_Data_
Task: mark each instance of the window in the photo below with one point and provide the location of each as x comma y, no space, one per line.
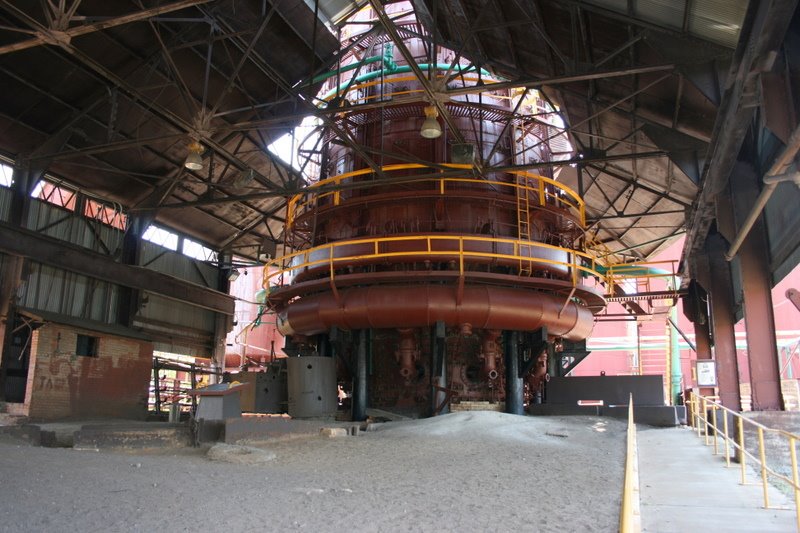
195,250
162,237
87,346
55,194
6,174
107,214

--

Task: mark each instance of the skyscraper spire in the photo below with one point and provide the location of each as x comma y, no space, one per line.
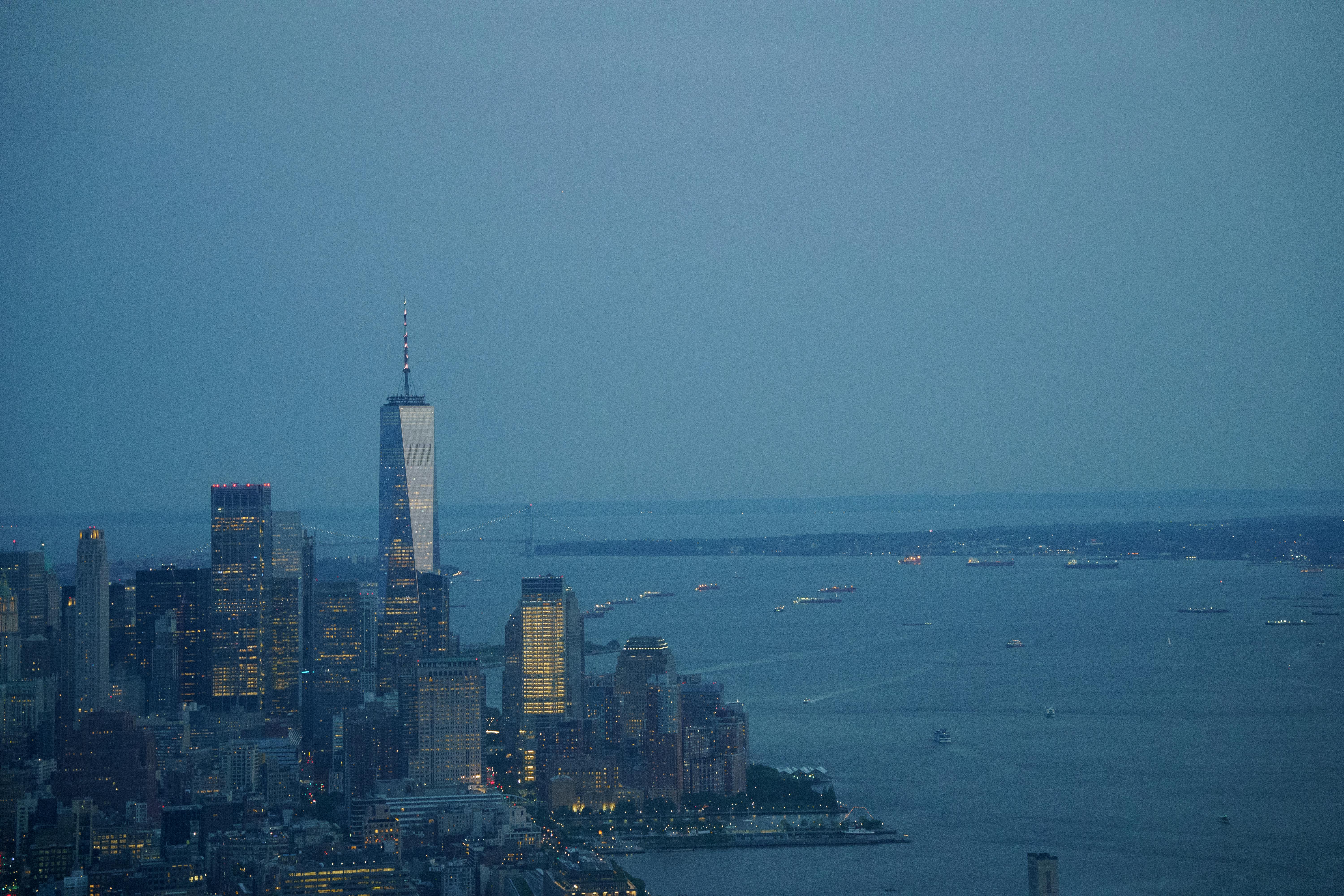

---

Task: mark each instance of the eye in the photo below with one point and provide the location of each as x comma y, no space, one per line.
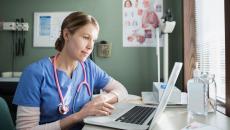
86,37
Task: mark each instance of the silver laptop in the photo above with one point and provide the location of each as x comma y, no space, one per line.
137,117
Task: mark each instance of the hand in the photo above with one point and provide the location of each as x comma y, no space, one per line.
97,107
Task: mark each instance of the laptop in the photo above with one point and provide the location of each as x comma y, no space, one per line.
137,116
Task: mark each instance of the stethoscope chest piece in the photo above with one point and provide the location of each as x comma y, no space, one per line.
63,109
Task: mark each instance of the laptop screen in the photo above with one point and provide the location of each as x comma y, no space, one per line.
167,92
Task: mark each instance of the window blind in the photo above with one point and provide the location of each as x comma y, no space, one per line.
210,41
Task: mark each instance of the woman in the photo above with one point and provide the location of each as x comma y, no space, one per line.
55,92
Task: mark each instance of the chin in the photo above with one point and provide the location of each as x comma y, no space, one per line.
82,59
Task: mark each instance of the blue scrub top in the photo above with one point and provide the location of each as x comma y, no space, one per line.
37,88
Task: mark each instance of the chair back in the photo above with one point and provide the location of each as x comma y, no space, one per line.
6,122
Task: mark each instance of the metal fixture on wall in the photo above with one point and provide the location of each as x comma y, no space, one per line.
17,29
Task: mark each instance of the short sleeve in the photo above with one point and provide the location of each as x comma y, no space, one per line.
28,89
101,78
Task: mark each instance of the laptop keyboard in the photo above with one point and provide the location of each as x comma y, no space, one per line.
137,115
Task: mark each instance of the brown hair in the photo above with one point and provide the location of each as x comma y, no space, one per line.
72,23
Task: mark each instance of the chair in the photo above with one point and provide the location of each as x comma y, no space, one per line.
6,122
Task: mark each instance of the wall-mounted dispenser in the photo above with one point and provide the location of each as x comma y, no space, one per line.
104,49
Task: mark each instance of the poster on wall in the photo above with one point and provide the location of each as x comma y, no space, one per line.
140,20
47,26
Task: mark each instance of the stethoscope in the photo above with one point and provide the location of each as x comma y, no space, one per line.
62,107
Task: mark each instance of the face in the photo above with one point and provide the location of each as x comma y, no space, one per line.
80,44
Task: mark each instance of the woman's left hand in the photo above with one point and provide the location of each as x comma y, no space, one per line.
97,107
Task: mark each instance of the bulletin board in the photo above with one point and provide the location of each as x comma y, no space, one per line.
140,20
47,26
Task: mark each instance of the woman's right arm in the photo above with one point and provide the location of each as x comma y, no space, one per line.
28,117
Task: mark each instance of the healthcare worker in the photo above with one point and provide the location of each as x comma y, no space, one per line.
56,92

_Task prompt_
Pick out every line in the material above that contains the word "laptop", and copy each one.

_Answer to the problem_
Task: mark each instance of the silver laptop in the photo above with one point and provide the location of each as x comma y, no space, one per line.
Task: mark each instance of the laptop in the photo above with one point and provide the location of each as x comma y, no space, one per line.
Task: mark each instance of the laptop screen in the photo above with one point and provide the location of each as x comma y, no space, one per line.
Task: mark each instance of the laptop keyboard in the photo above with one point and provide the location of each as x comma y, no space, one per line.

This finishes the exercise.